__Required work__. Every record here should be printed again exactly.

Stored data: Begin

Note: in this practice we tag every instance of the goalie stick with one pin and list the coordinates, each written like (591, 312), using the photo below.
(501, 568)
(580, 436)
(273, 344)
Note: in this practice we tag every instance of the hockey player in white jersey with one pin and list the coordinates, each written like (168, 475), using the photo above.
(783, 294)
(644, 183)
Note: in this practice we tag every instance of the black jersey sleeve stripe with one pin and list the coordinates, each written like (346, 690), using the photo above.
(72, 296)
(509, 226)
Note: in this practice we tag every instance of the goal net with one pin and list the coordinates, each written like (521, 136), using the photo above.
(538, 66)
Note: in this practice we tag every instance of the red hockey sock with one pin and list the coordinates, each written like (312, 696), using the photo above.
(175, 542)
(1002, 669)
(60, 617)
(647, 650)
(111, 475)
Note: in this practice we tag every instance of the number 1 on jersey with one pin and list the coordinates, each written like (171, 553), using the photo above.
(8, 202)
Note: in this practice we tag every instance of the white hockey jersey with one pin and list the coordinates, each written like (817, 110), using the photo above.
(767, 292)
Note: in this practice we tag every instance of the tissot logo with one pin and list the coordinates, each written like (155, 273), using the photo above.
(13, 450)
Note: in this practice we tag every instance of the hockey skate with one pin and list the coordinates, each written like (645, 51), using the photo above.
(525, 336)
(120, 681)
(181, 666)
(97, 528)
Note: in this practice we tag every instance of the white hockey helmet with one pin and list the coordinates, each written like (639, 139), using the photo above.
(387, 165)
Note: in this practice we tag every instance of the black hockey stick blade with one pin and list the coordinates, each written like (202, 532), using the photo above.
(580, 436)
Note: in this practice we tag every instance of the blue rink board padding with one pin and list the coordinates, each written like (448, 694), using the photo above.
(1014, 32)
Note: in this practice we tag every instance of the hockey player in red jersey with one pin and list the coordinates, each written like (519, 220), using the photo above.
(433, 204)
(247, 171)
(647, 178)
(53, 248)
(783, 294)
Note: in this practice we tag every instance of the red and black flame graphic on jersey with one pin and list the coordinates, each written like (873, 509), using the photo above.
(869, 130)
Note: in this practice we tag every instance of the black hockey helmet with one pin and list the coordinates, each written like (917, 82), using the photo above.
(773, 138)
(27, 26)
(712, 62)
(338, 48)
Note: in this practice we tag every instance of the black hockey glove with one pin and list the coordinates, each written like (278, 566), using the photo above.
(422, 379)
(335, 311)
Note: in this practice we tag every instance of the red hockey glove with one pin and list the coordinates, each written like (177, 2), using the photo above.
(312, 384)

Stored data: End

__Task result__.
Note: in this practice we tag every instance of the goalie stick with one pin and list the coordinates, each written like (591, 312), using the photo below.
(501, 568)
(580, 436)
(273, 344)
Note: in this practice we tag every instance of the hockey player in white jersey with one pin and list the coordinates, each written like (168, 475), using the photo above.
(783, 294)
(644, 183)
Note: in this practice we tag every instance of the black jersey sleeve stripe with one pin and list the coordinates, each written like (346, 690), using the photo above.
(72, 296)
(509, 226)
Note: in this practice we tag every instance of the goal net with one pin and list the coordinates, each written like (521, 136), using the photo above.
(538, 66)
Note: in this practice we tag every instance of the red hockey sock with one pin and list the coordinates, each written like (312, 696), using the photo above.
(175, 542)
(1002, 669)
(60, 617)
(647, 650)
(111, 475)
Note: in this practice we tag every instance of the number 1 on jersey with one pin and list the coordinates, each written like (171, 553), using the photo above.
(8, 202)
Note: in this practice we tag every instance of the white hockey jersey with one pin and list the coordinates, each written like (817, 110), using the photo above.
(767, 292)
Note: in this practice we tag every instance of the tissot logo with one pin and list the coordinates, each written like (155, 273), using the photo above.
(13, 450)
Note: in this practice we tag every instance of the hockey skate with one pin and list the coordinates, each written like (645, 51), using the photo above.
(525, 336)
(120, 681)
(181, 666)
(97, 528)
Note: in this practice we tag every instance of the white hockey helmet with one pin and list the coordinates, each written like (639, 139), using the photo above.
(387, 165)
Note: in this practice we tag every instance of the black hockey stick blade with one pin and list the coordinates, each written like (202, 532), using the photo above.
(580, 436)
Note: in this practice we tag every instance of the blue rink board padding with one pin and list the coordinates, each written like (448, 694), using the photo above.
(1014, 32)
Note: in this practice we tag every instance of the hockey player in red jersey with one pin and list the coordinates, each written like (519, 220), using the photo above.
(433, 204)
(247, 171)
(647, 178)
(53, 248)
(783, 294)
Note: in this practice we tag every instance of the red and black flame graphic on jersey with one pin and list the coordinates, each written like (873, 509), using the photo above.
(869, 130)
Note: in this practice we tag every instance of the black hockey helmet with one pin and list the coordinates, each written like (917, 82), using the photo above.
(773, 138)
(27, 26)
(712, 62)
(338, 48)
Note: in this practice we tag every instance of the black hockey glove with one pin and list the coordinates, each written like (278, 566), using the photo above.
(422, 379)
(335, 311)
Note: in this practice we tag every instance of the red hockey glove with one pin and list the coordinates, each written like (177, 2), using the photo above.
(312, 384)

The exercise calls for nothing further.